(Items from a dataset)
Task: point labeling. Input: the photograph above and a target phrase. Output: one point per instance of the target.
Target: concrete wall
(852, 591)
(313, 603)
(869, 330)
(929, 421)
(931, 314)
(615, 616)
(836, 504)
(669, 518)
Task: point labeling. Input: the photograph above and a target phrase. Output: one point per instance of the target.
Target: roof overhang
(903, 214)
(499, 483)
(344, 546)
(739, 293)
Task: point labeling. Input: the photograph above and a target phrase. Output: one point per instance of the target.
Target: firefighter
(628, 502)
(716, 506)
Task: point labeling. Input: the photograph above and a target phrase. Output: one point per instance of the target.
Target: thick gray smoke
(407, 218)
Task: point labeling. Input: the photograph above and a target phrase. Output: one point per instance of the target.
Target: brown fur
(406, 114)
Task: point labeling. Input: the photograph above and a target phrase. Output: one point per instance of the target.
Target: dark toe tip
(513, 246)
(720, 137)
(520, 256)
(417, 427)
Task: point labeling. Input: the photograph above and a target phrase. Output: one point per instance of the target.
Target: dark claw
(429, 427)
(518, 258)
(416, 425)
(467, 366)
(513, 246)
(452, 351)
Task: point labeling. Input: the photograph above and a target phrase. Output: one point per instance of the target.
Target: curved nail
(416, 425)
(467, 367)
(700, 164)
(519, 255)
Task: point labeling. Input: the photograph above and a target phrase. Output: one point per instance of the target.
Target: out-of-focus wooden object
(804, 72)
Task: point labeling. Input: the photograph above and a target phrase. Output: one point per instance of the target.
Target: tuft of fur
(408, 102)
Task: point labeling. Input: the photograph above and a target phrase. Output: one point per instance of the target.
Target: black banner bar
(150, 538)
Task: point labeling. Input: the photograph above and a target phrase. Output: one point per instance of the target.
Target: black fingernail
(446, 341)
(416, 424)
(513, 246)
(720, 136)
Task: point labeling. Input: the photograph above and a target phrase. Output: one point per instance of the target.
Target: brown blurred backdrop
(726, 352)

### [Written request]
Count the lines of the items above that contain the string "dark", with case counting. Reply with the number alone.

### [Output]
2